— OBJECTIF 1 —
Mettez à jour le passage sur la boutique illégale, de "A l’extérieur, des" à "en situation régulière.", en remplaçant "mérou" par "thon".

— EXTRAIT DU TEXTE —

- - - - - - -

“Vous avez les papiers du Kbis ?” Dans la sombre boutique perdue au bord d’un chemin boueux proche des Badamiers, la commerçante s’inquiète de ce débarquement de gendarmes dans son échoppe. “C’est à mon mari, il est en métropole”. Si le contrôle a lieu ici, c’est que la bâtisse de tôle et de béton, repérée par des patrouilles dans le cadre de la Zone de sécurité prioritaire (ZSP), a été construite illégalement, sans permis. Le magasin situé au rez-de-chaussée n’est pas davantage déclaré. Gendarmes et inspecteurs du travail font le tour du propriétaire. “Rien n’a l’air en règle ici” constate le préfet, présent pour cette action de communication.
A l’extérieur, des bonbonnes de gaz. Dedans, un frigo avec des boissons, des étagères pleines de biscuits, sodas et autres casseroles. Dans l’entrée, un grand congélateur dont le contenu fait froid… dans le dos. Un vieux mérou gît là depuis sans doute trop longtemps. Des filets de poisson sont conservés dans des sacs plastiques ouverts, et de la viande est posée sans conditionnement à même le fond rouillé de la machine. Dans une caisse, 180€ de recette en espèces témoignent de la fréquentation de cette boutique illégale. “On va prendre une décision administrative de fermeture du magasin” prévient une inspectrice de la Dieccte à la commerçante. Au moins cette dernière est-elle en situation régulière.

- - - - - - -

— DONNÉES FOURNIES —

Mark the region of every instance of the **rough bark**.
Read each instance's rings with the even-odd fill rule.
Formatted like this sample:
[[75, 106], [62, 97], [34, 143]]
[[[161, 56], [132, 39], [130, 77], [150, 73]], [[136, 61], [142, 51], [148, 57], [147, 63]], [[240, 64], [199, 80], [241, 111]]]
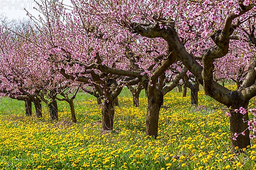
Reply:
[[192, 84], [190, 87], [191, 91], [191, 105], [195, 105], [197, 106], [198, 105], [198, 88], [197, 88], [195, 84]]
[[30, 100], [25, 100], [26, 115], [28, 116], [32, 115], [32, 101]]
[[114, 114], [114, 104], [112, 101], [104, 99], [102, 111], [102, 129], [110, 130], [113, 129]]
[[76, 118], [76, 112], [75, 112], [75, 106], [74, 105], [74, 102], [73, 99], [71, 99], [68, 102], [70, 108], [70, 112], [71, 113], [71, 119], [72, 122], [74, 123], [77, 122]]
[[182, 93], [182, 96], [184, 97], [186, 96], [187, 87], [186, 85], [183, 86], [183, 92]]
[[97, 104], [98, 105], [101, 105], [102, 103], [102, 102], [100, 97], [97, 97]]
[[178, 87], [178, 90], [179, 90], [179, 93], [181, 93], [182, 92], [182, 88], [181, 85], [180, 83], [177, 84], [177, 87]]
[[119, 105], [119, 101], [118, 100], [118, 97], [116, 97], [114, 99], [114, 105], [115, 106], [118, 106]]
[[[231, 97], [234, 100], [233, 105], [231, 106], [231, 111], [234, 109], [239, 109], [240, 107], [247, 108], [248, 102], [244, 102], [241, 98], [236, 91], [233, 91], [230, 95]], [[247, 130], [245, 131], [245, 135], [240, 134], [236, 138], [236, 140], [233, 140], [235, 133], [239, 134], [248, 128], [247, 122], [249, 120], [248, 113], [243, 115], [240, 113], [232, 113], [230, 117], [230, 135], [231, 138], [232, 148], [234, 148], [237, 146], [241, 149], [250, 145], [249, 131]]]
[[48, 105], [50, 119], [51, 120], [58, 120], [58, 105], [56, 100], [51, 100]]
[[157, 137], [160, 108], [163, 102], [163, 95], [154, 88], [148, 88], [148, 109], [146, 116], [146, 135]]
[[37, 118], [41, 117], [42, 113], [42, 102], [39, 99], [35, 98], [34, 102], [35, 108], [35, 115]]

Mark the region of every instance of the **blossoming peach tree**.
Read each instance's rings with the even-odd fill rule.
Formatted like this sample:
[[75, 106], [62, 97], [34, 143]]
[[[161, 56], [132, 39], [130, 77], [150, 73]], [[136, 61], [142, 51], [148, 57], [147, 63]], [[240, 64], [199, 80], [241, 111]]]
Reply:
[[[157, 84], [180, 61], [186, 68], [180, 73], [188, 69], [207, 95], [230, 108], [231, 136], [244, 134], [232, 140], [232, 145], [250, 144], [248, 113], [233, 111], [246, 109], [256, 95], [255, 0], [71, 2], [68, 6], [58, 0], [39, 4], [44, 16], [31, 17], [37, 20], [40, 36], [32, 41], [40, 39], [37, 50], [45, 58], [50, 55], [66, 79], [93, 85], [105, 96], [104, 129], [113, 127], [112, 102], [121, 88], [140, 82], [148, 91], [146, 133], [156, 137], [163, 94], [172, 85], [160, 89]], [[236, 60], [224, 60], [228, 58]], [[245, 65], [247, 74], [237, 90], [214, 79], [215, 68], [227, 65], [224, 61]], [[183, 76], [178, 74], [170, 85]]]
[[[73, 2], [81, 7], [81, 12], [111, 24], [116, 30], [115, 34], [123, 36], [121, 31], [128, 30], [133, 34], [131, 37], [134, 39], [128, 39], [133, 44], [130, 44], [140, 42], [141, 46], [168, 54], [160, 69], [173, 61], [181, 61], [198, 78], [207, 94], [231, 110], [247, 108], [249, 100], [256, 95], [255, 0]], [[131, 51], [138, 51], [136, 47], [130, 45]], [[228, 57], [250, 60], [244, 62], [249, 62], [247, 73], [237, 90], [231, 91], [213, 79], [215, 62]], [[153, 86], [154, 76], [162, 73], [153, 74]], [[157, 96], [157, 93], [153, 95]], [[149, 99], [153, 98], [149, 95]], [[230, 132], [233, 136], [248, 128], [248, 116], [247, 113], [231, 114]], [[232, 140], [234, 147], [250, 144], [249, 130], [244, 133]]]

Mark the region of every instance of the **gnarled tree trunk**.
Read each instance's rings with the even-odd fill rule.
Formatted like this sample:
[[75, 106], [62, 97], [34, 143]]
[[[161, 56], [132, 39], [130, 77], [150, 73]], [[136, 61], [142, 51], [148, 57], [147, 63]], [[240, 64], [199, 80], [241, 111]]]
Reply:
[[198, 85], [196, 83], [191, 84], [190, 90], [191, 91], [191, 105], [198, 106]]
[[184, 85], [183, 86], [183, 92], [182, 93], [182, 96], [184, 97], [186, 96], [187, 87]]
[[249, 120], [248, 112], [244, 115], [238, 112], [233, 112], [235, 109], [239, 109], [241, 107], [245, 109], [247, 108], [249, 102], [243, 101], [239, 96], [239, 92], [233, 91], [230, 98], [233, 100], [233, 104], [231, 105], [231, 117], [230, 117], [230, 135], [231, 137], [232, 148], [234, 148], [237, 146], [239, 148], [246, 147], [250, 145], [249, 137], [249, 131], [247, 129], [245, 130], [245, 135], [240, 134], [236, 138], [236, 140], [233, 139], [235, 133], [239, 134], [246, 129], [248, 126], [247, 121]]
[[102, 128], [103, 130], [110, 130], [113, 129], [114, 113], [113, 102], [104, 99], [102, 110]]
[[28, 116], [32, 115], [32, 101], [29, 99], [25, 100], [26, 115]]
[[97, 104], [98, 105], [101, 105], [102, 103], [102, 100], [101, 99], [100, 99], [100, 98], [99, 97], [97, 97]]
[[75, 106], [74, 105], [74, 102], [73, 99], [70, 99], [68, 101], [70, 108], [70, 112], [71, 113], [71, 119], [72, 122], [74, 123], [77, 122], [76, 118], [76, 113], [75, 112]]
[[40, 99], [35, 98], [34, 102], [35, 108], [35, 115], [36, 117], [39, 118], [42, 116], [42, 101]]
[[119, 105], [119, 101], [118, 100], [118, 97], [116, 97], [114, 99], [114, 105], [115, 106], [118, 106]]
[[52, 100], [48, 105], [50, 118], [51, 120], [58, 120], [58, 105], [56, 100]]
[[146, 135], [157, 137], [160, 108], [163, 102], [161, 91], [151, 88], [148, 91], [148, 109], [146, 116]]
[[181, 93], [182, 92], [182, 88], [181, 85], [180, 83], [177, 84], [177, 87], [178, 87], [178, 90], [179, 90], [179, 93]]

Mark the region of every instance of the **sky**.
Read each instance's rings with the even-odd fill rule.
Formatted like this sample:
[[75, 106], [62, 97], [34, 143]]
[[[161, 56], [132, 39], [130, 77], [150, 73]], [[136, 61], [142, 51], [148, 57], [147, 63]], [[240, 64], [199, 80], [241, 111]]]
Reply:
[[[39, 3], [40, 0], [37, 0]], [[63, 0], [63, 3], [70, 4], [70, 0]], [[38, 5], [34, 0], [0, 0], [0, 14], [2, 14], [10, 20], [28, 19], [24, 8], [34, 16], [39, 14], [33, 9]]]

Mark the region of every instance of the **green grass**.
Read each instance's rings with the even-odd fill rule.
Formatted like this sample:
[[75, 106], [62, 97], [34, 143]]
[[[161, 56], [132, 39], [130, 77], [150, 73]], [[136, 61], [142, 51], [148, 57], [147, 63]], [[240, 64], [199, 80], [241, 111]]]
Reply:
[[124, 89], [111, 132], [101, 130], [96, 98], [81, 92], [75, 101], [76, 124], [70, 122], [65, 102], [58, 102], [59, 122], [52, 122], [45, 107], [43, 118], [27, 117], [24, 102], [3, 98], [0, 169], [254, 169], [256, 145], [252, 141], [244, 152], [232, 151], [224, 106], [200, 91], [199, 106], [195, 107], [189, 91], [182, 97], [176, 90], [165, 96], [156, 140], [145, 133], [144, 91], [138, 108]]

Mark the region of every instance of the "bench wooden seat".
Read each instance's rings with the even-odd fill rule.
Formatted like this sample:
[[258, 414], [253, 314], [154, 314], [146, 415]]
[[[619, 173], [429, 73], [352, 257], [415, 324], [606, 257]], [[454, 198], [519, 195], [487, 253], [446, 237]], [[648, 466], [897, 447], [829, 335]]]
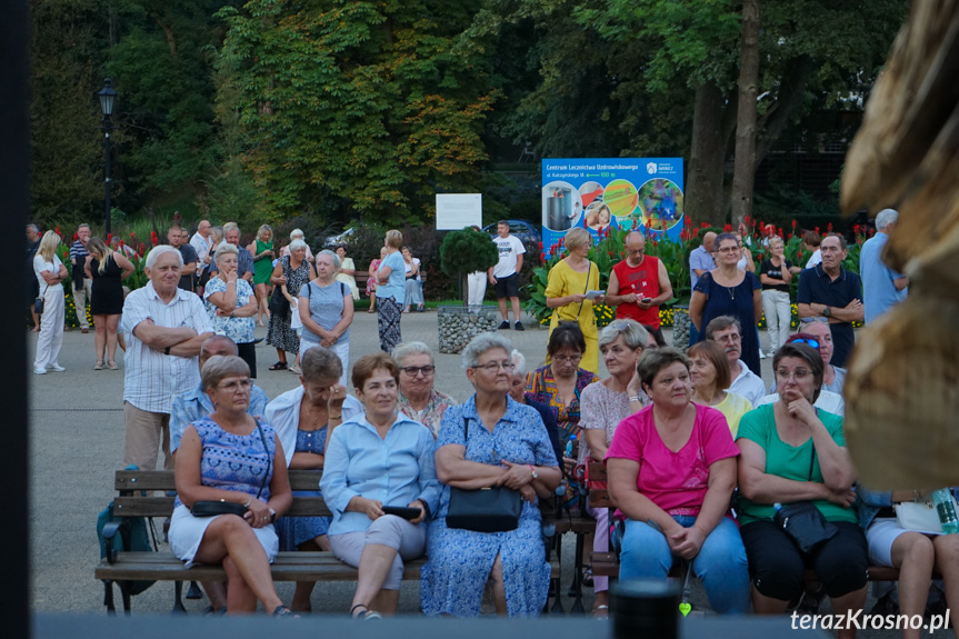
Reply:
[[[290, 487], [293, 491], [318, 490], [321, 470], [290, 470]], [[114, 517], [166, 518], [173, 512], [176, 490], [171, 470], [118, 470], [114, 478]], [[284, 517], [330, 517], [330, 510], [321, 497], [293, 497], [293, 502]], [[545, 519], [549, 517], [545, 513]], [[172, 552], [134, 552], [112, 549], [111, 532], [104, 528], [108, 556], [100, 559], [93, 576], [103, 581], [103, 603], [108, 613], [114, 613], [113, 582], [120, 587], [123, 611], [130, 612], [131, 595], [129, 581], [152, 580], [174, 581], [173, 610], [184, 611], [181, 599], [183, 581], [226, 581], [222, 566], [194, 566], [186, 568]], [[419, 580], [420, 569], [426, 558], [404, 561], [403, 579]], [[559, 575], [559, 560], [551, 560], [555, 575]], [[271, 568], [273, 581], [356, 581], [357, 569], [337, 559], [332, 552], [283, 551], [277, 555]]]

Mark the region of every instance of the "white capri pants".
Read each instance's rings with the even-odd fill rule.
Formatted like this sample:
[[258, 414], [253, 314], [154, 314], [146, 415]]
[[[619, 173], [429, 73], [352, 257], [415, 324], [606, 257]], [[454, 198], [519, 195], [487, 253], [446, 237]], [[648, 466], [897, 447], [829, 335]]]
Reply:
[[413, 526], [396, 515], [383, 515], [366, 530], [330, 535], [330, 549], [333, 555], [353, 568], [359, 568], [360, 556], [367, 543], [379, 543], [397, 550], [393, 565], [383, 582], [383, 590], [399, 590], [403, 582], [403, 560], [416, 559], [426, 552], [427, 527], [424, 523]]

- - - - - - -

— OBJECTIF 2 —
Recopiez à l'identique la liste, de sa première ligne jusqu'à la ligne contenant "86], [183, 92]]", incluse, en laissant les images de côté.

— BONNE RÉPONSE 1 —
A l’extérieur, des bonbonnes de gaz. Dedans, un frigo avec des boissons, des étagères pleines de biscuits, sodas et autres casseroles. Dans l’entrée, un grand congélateur dont le contenu fait froid… dans le dos. Un vieux thon gît là depuis sans doute trop longtemps. Des filets de poisson sont conservés dans des sacs plastiques ouverts, et de la viande est posée sans conditionnement à même le fond rouillé de la machine. Dans une caisse, 180€ de recette en espèces témoignent de la fréquentation de cette boutique illégale. “On va prendre une décision administrative de fermeture du magasin” prévient une inspectrice de la Dieccte à la commerçante. Au moins cette dernière est-elle en situation régulière.

— BONNE RÉPONSE 2 —
Mark the region of every instance of the **rough bark**.
Read each instance's rings with the even-odd fill rule.
Formatted like this sample:
[[75, 106], [62, 97], [34, 143]]
[[[161, 56], [132, 39], [130, 77], [150, 73]], [[136, 61], [142, 51], [148, 57], [147, 63]], [[240, 64], [199, 80], [241, 111]]]
Reply:
[[192, 84], [190, 87], [191, 91], [191, 105], [195, 105], [197, 106], [198, 105], [198, 88], [197, 88], [195, 84]]
[[30, 100], [25, 100], [26, 115], [28, 116], [32, 115], [32, 101]]
[[114, 114], [114, 104], [112, 101], [104, 99], [102, 111], [102, 129], [110, 130], [113, 129]]
[[76, 118], [76, 112], [75, 112], [75, 106], [74, 105], [74, 102], [73, 99], [71, 99], [68, 102], [70, 108], [70, 112], [71, 113], [71, 119], [72, 122], [74, 123], [77, 122]]
[[182, 93], [182, 96], [184, 97], [186, 96], [187, 87], [186, 85], [183, 86], [183, 92]]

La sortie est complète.